- [Directions for this task] Convert the rows from the line containing "Could you point out the grass" to the line containing "<point>401,266</point>", both included, into a JSON list of strings with one string per line, leaving out any blank lines.

### Material to process

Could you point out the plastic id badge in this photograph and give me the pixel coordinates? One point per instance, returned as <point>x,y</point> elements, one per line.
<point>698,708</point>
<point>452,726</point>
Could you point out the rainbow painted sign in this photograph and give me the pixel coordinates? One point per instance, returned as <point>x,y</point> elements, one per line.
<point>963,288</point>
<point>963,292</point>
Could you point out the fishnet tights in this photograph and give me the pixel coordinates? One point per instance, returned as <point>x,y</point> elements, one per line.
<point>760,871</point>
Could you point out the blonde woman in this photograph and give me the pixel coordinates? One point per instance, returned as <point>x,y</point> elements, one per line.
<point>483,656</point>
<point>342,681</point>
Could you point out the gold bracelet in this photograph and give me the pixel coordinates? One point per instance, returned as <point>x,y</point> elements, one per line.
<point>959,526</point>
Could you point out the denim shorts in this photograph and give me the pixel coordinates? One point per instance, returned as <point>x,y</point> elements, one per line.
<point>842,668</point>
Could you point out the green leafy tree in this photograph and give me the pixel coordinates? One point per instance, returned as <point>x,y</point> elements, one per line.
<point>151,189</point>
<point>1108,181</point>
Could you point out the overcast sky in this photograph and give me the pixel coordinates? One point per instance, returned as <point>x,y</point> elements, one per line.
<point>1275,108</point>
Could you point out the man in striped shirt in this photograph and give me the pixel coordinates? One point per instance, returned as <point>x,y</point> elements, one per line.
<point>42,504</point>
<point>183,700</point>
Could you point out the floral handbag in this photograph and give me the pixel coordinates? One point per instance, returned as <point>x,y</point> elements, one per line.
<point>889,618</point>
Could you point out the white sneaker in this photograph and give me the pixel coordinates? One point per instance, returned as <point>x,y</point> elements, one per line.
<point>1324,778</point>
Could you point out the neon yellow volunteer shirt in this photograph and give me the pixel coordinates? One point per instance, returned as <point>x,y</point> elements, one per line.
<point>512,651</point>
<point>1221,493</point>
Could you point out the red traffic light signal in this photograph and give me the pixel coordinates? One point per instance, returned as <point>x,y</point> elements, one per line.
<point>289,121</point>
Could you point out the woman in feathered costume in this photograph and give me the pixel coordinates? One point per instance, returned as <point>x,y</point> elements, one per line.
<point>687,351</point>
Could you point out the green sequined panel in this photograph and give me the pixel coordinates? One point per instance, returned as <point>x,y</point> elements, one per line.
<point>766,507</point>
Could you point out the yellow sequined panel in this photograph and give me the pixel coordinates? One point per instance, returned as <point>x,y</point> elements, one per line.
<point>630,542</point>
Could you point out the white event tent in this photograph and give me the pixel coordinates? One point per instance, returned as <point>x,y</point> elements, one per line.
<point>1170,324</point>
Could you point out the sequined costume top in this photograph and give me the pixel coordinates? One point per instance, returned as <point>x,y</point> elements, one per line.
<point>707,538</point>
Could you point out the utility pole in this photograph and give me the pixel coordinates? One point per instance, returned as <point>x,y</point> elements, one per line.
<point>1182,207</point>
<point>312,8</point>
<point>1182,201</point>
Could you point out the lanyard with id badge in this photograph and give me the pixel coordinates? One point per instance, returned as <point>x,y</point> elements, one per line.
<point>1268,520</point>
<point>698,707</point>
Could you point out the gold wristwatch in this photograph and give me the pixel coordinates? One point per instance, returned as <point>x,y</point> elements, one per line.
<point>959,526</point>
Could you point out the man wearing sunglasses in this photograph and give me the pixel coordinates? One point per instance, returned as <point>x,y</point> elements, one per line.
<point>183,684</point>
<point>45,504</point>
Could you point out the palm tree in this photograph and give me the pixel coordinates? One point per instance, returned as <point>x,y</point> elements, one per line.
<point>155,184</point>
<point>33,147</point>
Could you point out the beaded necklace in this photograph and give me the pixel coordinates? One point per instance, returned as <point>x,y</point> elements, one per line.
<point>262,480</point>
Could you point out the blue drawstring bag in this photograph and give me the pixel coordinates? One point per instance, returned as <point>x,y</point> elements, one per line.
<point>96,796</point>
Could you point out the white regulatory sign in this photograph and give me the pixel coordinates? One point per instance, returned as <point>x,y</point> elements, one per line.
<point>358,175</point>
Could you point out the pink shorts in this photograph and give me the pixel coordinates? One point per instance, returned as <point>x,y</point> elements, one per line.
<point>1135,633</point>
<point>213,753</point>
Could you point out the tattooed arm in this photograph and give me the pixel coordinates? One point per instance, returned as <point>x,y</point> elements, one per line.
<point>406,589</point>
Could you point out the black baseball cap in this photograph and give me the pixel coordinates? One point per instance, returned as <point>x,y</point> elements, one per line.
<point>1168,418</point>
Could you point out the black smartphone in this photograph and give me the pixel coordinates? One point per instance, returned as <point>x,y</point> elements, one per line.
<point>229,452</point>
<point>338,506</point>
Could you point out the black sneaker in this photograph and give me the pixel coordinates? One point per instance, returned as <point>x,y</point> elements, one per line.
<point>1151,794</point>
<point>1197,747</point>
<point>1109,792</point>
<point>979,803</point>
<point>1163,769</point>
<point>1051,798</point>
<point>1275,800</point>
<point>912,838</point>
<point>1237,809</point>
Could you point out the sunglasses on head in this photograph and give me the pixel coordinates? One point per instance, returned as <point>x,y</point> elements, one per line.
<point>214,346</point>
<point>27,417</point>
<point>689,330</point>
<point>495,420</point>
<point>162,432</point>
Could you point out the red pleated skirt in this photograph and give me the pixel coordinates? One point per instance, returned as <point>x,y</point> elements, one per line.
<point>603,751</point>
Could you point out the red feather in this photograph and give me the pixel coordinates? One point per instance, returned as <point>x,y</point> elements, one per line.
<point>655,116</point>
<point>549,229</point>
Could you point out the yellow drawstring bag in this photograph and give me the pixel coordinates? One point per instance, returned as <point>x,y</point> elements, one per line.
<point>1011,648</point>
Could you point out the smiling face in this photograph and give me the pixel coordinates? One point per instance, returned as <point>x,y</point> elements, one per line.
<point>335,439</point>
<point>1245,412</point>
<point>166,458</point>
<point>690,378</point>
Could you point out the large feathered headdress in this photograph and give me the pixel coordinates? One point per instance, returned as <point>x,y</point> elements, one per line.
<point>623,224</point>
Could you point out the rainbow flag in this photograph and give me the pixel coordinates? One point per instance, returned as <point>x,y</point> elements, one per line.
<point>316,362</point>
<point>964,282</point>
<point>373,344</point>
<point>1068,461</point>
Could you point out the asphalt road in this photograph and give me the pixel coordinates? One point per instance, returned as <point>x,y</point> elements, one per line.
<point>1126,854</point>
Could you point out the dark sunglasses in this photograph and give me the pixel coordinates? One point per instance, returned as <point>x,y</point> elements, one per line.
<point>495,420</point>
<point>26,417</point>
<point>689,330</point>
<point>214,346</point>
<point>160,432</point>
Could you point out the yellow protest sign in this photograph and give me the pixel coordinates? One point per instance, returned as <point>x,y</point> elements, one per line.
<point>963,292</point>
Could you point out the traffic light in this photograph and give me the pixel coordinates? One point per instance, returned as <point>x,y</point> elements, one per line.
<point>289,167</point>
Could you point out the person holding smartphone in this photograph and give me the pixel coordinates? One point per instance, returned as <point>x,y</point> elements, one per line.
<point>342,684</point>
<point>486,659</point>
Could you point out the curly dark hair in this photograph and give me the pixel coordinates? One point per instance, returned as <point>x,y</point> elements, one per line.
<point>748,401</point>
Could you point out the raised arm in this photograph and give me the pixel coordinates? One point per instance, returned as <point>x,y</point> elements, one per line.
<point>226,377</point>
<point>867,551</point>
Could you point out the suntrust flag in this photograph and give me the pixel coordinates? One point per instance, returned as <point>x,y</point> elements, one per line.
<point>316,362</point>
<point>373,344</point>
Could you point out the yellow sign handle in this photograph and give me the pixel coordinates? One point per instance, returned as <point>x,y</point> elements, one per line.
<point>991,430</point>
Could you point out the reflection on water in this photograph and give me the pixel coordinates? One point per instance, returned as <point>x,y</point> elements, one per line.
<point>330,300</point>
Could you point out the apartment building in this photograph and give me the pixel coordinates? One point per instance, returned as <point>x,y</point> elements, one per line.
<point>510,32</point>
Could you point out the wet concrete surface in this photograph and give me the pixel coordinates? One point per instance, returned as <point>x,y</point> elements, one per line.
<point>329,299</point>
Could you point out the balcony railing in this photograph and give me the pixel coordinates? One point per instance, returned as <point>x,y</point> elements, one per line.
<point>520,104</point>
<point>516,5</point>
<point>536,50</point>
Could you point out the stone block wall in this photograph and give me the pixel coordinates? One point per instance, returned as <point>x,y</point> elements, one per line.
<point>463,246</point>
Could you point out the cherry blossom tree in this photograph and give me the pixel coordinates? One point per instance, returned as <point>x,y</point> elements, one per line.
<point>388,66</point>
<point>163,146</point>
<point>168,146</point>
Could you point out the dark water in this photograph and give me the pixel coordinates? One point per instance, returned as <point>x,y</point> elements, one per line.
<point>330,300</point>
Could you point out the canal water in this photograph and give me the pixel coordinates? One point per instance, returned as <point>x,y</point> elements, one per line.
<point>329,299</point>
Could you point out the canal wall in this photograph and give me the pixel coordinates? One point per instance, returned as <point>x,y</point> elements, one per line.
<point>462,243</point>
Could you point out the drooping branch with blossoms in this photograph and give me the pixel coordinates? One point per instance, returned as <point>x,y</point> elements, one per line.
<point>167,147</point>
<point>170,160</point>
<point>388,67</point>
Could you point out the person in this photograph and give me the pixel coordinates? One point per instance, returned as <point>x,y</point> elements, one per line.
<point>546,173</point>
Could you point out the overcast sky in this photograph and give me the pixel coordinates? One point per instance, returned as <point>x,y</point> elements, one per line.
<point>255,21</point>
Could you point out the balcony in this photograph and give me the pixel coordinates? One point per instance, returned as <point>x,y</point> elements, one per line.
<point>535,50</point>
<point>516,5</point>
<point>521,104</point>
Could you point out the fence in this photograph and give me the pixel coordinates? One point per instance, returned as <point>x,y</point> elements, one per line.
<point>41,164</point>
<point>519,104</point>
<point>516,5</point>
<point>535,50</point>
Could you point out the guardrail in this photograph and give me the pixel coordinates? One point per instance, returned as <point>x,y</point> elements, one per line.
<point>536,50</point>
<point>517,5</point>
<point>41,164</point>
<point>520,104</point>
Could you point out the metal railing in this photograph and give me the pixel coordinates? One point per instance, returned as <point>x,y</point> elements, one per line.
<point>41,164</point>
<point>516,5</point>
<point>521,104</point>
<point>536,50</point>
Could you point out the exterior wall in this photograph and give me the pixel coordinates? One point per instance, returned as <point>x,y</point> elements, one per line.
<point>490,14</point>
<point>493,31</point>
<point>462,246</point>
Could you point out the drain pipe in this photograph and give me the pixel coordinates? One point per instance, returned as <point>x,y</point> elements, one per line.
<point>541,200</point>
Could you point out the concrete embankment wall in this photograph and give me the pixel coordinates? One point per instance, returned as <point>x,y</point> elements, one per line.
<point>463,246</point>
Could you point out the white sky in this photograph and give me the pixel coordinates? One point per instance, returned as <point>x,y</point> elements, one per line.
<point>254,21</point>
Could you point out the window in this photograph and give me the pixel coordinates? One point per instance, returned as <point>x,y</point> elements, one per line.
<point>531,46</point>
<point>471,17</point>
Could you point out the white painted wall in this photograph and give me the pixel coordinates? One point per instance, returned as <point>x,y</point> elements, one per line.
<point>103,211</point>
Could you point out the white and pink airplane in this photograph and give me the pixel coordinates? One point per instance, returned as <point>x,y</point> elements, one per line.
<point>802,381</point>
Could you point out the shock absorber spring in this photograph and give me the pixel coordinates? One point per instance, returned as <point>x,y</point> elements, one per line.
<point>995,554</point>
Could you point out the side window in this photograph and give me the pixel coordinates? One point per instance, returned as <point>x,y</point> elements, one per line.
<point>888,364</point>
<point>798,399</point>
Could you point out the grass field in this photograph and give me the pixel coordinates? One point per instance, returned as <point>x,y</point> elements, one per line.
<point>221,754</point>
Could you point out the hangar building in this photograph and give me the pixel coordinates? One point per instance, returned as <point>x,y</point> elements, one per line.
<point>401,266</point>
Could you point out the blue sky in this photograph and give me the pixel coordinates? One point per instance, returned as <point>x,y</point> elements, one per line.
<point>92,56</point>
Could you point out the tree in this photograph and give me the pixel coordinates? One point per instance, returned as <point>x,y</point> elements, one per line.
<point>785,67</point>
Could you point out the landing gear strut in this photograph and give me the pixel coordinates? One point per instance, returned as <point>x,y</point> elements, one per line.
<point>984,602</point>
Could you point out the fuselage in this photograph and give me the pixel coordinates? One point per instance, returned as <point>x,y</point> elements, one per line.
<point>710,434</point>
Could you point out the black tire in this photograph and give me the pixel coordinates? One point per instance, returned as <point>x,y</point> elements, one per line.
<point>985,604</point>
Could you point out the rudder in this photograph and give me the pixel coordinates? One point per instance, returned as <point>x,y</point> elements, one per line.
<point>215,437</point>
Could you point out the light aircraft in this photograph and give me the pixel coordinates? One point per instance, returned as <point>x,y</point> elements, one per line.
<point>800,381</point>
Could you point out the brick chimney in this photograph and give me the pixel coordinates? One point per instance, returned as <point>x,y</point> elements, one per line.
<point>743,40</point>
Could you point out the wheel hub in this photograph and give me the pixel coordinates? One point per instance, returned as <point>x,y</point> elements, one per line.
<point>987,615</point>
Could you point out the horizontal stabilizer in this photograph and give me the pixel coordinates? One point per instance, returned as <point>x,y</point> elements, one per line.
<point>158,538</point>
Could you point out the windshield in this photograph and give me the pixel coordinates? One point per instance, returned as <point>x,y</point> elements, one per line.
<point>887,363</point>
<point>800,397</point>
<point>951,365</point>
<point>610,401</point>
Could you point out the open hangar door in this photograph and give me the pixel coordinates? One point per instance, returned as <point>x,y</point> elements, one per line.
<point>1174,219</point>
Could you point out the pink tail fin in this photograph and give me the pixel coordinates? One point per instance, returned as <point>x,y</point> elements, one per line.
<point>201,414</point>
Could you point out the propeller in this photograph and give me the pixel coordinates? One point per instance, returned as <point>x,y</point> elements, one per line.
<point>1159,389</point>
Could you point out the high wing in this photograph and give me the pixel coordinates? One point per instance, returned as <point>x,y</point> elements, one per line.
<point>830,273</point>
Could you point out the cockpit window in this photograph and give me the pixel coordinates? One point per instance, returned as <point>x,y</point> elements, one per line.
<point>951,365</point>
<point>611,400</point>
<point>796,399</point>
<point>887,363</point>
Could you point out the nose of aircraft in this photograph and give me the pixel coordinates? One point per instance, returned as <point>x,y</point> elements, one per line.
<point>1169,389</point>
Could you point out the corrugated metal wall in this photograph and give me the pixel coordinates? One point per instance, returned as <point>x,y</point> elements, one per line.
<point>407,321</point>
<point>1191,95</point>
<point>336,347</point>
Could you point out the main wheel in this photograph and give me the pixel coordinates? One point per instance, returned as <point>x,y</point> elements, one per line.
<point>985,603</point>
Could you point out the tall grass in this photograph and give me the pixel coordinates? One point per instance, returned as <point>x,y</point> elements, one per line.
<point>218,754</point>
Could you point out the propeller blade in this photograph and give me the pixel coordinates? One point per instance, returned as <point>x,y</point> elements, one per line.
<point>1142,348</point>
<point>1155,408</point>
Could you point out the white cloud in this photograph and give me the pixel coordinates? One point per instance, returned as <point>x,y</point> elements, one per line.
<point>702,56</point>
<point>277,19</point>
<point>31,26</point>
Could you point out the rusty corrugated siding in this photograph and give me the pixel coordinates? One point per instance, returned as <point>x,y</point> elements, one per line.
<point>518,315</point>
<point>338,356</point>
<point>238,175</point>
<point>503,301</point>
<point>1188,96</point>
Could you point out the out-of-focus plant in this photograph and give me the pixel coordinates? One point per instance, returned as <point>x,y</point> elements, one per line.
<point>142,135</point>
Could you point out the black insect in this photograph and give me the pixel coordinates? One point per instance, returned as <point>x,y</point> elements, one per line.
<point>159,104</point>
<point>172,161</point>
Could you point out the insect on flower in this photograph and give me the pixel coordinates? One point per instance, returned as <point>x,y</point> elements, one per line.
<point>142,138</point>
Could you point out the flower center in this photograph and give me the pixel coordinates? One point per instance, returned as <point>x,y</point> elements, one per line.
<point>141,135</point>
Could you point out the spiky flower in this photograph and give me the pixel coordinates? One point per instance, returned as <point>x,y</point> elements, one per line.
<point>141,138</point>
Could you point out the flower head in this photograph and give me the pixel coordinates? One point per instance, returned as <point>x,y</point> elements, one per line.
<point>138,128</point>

######

- [Response]
[
  "Could you point out the grass field in this photograph and give me the pixel coordinates? One point per instance, returned as <point>x,y</point> elements, one per line.",
  "<point>221,754</point>",
  "Could you point out the hangar building in this photograph and give me the pixel coordinates? One point per instance, returned as <point>x,y</point> elements, one per line.",
  "<point>401,266</point>"
]